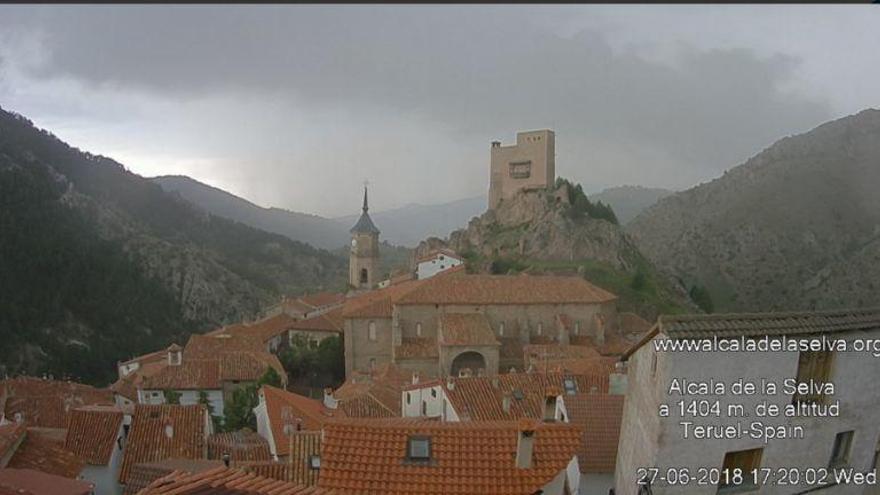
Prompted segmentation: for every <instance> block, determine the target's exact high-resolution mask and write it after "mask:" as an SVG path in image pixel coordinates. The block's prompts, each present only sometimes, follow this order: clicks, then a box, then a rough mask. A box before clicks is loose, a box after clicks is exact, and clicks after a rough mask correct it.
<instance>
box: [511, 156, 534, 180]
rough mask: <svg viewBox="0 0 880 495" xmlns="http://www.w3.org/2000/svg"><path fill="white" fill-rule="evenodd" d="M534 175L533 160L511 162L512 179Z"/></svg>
mask: <svg viewBox="0 0 880 495" xmlns="http://www.w3.org/2000/svg"><path fill="white" fill-rule="evenodd" d="M531 176H532V161H531V160H527V161H524V162H512V163H511V164H510V178H511V179H528V178H529V177H531Z"/></svg>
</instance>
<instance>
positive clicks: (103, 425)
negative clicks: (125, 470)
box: [64, 407, 123, 466]
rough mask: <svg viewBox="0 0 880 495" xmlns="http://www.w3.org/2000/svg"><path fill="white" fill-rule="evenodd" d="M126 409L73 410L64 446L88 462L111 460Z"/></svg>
mask: <svg viewBox="0 0 880 495" xmlns="http://www.w3.org/2000/svg"><path fill="white" fill-rule="evenodd" d="M122 419H123V414H122V410H121V409H119V408H116V407H84V408H78V409H74V410H73V411H71V412H70V421H69V423H68V426H67V435H66V437H65V439H64V448H66V449H67V450H69V451H71V452H73V453H74V454H76V455H77V456H79V458H80V459H82V460H84V461H85V462H86V463H87V464H93V465H96V466H106V465H107V463H109V462H110V457H111V455H112V454H113V449H114V448H116V447H117V445H116V440H117V438H118V434H119V431H120V429H121V428H122Z"/></svg>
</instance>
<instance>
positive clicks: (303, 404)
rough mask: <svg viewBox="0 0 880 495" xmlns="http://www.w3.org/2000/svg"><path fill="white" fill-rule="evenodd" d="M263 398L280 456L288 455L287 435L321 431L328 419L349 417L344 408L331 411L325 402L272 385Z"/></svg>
mask: <svg viewBox="0 0 880 495" xmlns="http://www.w3.org/2000/svg"><path fill="white" fill-rule="evenodd" d="M260 395H261V398H262V399H263V400H264V401H265V403H266V414H267V415H268V416H269V427H270V428H271V429H272V437H273V438H274V440H275V452H276V453H277V454H278V455H286V454H287V451H288V448H289V437H288V433H294V432H295V431H299V430H311V431H314V430H320V429H321V428H323V426H324V424H325V423H326V422H327V421H328V420H330V419H333V418H339V417H344V416H345V415H346V414H345V411H344V410H343V409H329V408H327V407H325V406H324V403H323V402H322V401H319V400H316V399H311V398H309V397H305V396H302V395H299V394H295V393H292V392H287V391H285V390H281V389H279V388H275V387H271V386H269V385H263V387H262V388H261V389H260ZM287 425H290V426H287ZM297 425H299V429H297ZM285 428H287V431H285Z"/></svg>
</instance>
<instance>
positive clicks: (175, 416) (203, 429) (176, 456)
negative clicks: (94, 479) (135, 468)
mask: <svg viewBox="0 0 880 495" xmlns="http://www.w3.org/2000/svg"><path fill="white" fill-rule="evenodd" d="M209 422H210V420H209V419H208V411H207V410H206V409H205V406H203V405H193V406H178V405H169V404H165V405H144V404H138V405H137V406H136V407H135V411H134V416H133V417H132V421H131V429H130V430H129V433H128V443H127V445H126V448H125V455H124V456H123V460H122V468H121V469H120V472H119V481H120V482H121V483H126V482H127V480H128V475H129V472H130V471H131V467H132V466H133V465H135V464H138V463H142V462H154V461H161V460H164V459H172V458H180V459H201V458H203V457H205V454H206V443H205V441H206V439H205V429H206V425H207V424H209Z"/></svg>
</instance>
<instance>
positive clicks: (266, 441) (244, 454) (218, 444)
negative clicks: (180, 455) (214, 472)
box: [208, 430, 272, 462]
mask: <svg viewBox="0 0 880 495" xmlns="http://www.w3.org/2000/svg"><path fill="white" fill-rule="evenodd" d="M223 454H229V459H230V460H231V461H235V462H243V461H267V460H269V459H271V458H272V454H271V453H270V452H269V442H267V441H266V439H265V438H263V437H261V436H260V435H258V434H256V433H255V432H253V431H250V430H242V431H235V432H229V433H217V434H215V435H211V436H209V437H208V459H214V460H223Z"/></svg>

* Aim of the task *
Rewrite all of the records above, replacing "rough mask" with "coarse mask" everywhere and changing nothing else. Omit the pictures.

* Task solution *
Prompted segmentation: for every <instance> block, determine the target's exact high-resolution mask and write it after "mask:" as an SVG path in image pixel coordinates. The block's prompts, each present only sometimes, follow this order: clicks, then a box, then a coarse mask. A box before clicks is loose, a box after clicks is exact, and clicks after a coarse mask correct it.
<instance>
box: [511, 156, 534, 180]
coarse mask: <svg viewBox="0 0 880 495" xmlns="http://www.w3.org/2000/svg"><path fill="white" fill-rule="evenodd" d="M534 175L533 160L511 162L512 179Z"/></svg>
mask: <svg viewBox="0 0 880 495" xmlns="http://www.w3.org/2000/svg"><path fill="white" fill-rule="evenodd" d="M531 176H532V161H531V160H527V161H524V162H512V163H511V164H510V178H511V179H528V178H529V177H531Z"/></svg>
</instance>
<instance>
positive clicks: (103, 425)
negative clicks: (125, 470)
box: [64, 407, 123, 466]
coarse mask: <svg viewBox="0 0 880 495" xmlns="http://www.w3.org/2000/svg"><path fill="white" fill-rule="evenodd" d="M126 409L73 410L64 446L88 462L111 460Z"/></svg>
mask: <svg viewBox="0 0 880 495" xmlns="http://www.w3.org/2000/svg"><path fill="white" fill-rule="evenodd" d="M122 419H123V414H122V410H121V409H119V408H116V407H84V408H78V409H74V410H73V411H71V412H70V421H69V423H68V426H67V435H66V437H65V439H64V448H66V449H67V450H69V451H71V452H73V453H74V454H76V455H77V456H79V458H80V459H82V460H84V461H85V462H86V463H87V464H93V465H96V466H106V465H107V463H109V462H110V457H111V455H112V454H113V449H114V448H116V447H117V445H116V440H117V438H118V434H119V431H120V429H121V428H122Z"/></svg>
</instance>
<instance>
positive clicks: (303, 404)
coarse mask: <svg viewBox="0 0 880 495" xmlns="http://www.w3.org/2000/svg"><path fill="white" fill-rule="evenodd" d="M263 398L280 456L288 455L287 435L321 431L328 419L349 417L344 408L331 411L325 402L272 385Z"/></svg>
mask: <svg viewBox="0 0 880 495" xmlns="http://www.w3.org/2000/svg"><path fill="white" fill-rule="evenodd" d="M260 395H261V398H262V399H263V400H264V401H265V403H266V414H267V415H268V416H269V427H270V428H271V429H272V437H273V438H274V440H275V452H276V453H277V454H278V455H286V454H287V451H288V448H289V437H288V433H294V432H295V431H299V430H311V431H314V430H320V429H321V428H323V426H324V424H325V423H326V422H327V421H328V420H330V419H333V418H339V417H344V416H345V415H346V414H345V411H344V410H343V409H329V408H327V407H325V406H324V403H323V402H322V401H319V400H316V399H311V398H309V397H305V396H302V395H299V394H295V393H292V392H287V391H285V390H281V389H279V388H275V387H271V386H269V385H263V387H262V388H261V389H260ZM287 425H290V426H287ZM297 425H299V429H297ZM285 428H287V431H285Z"/></svg>
</instance>
<instance>
positive clicks: (175, 416) (203, 429) (176, 456)
negative clicks: (94, 479) (135, 468)
mask: <svg viewBox="0 0 880 495" xmlns="http://www.w3.org/2000/svg"><path fill="white" fill-rule="evenodd" d="M209 422H210V420H209V419H208V411H207V410H206V409H205V406H203V405H193V406H178V405H169V404H165V405H144V404H138V405H137V406H136V407H135V411H134V416H133V417H132V421H131V429H130V430H129V433H128V443H127V445H126V448H125V455H124V456H123V460H122V468H121V469H120V472H119V481H120V482H121V483H126V482H127V480H128V475H129V472H130V471H131V467H132V466H133V465H135V464H138V463H142V462H154V461H161V460H164V459H172V458H180V459H201V458H203V457H205V454H206V443H205V441H206V439H205V429H206V425H207V424H209Z"/></svg>
</instance>
<instance>
positive clicks: (266, 441) (244, 454) (218, 444)
negative clicks: (180, 455) (214, 472)
box: [208, 430, 272, 462]
mask: <svg viewBox="0 0 880 495" xmlns="http://www.w3.org/2000/svg"><path fill="white" fill-rule="evenodd" d="M223 454H229V459H230V460H231V461H235V462H243V461H267V460H269V459H271V458H272V454H271V453H270V452H269V442H267V441H266V439H265V438H263V437H261V436H260V435H258V434H256V433H255V432H253V431H250V430H242V431H235V432H229V433H217V434H215V435H211V436H209V437H208V459H214V460H223Z"/></svg>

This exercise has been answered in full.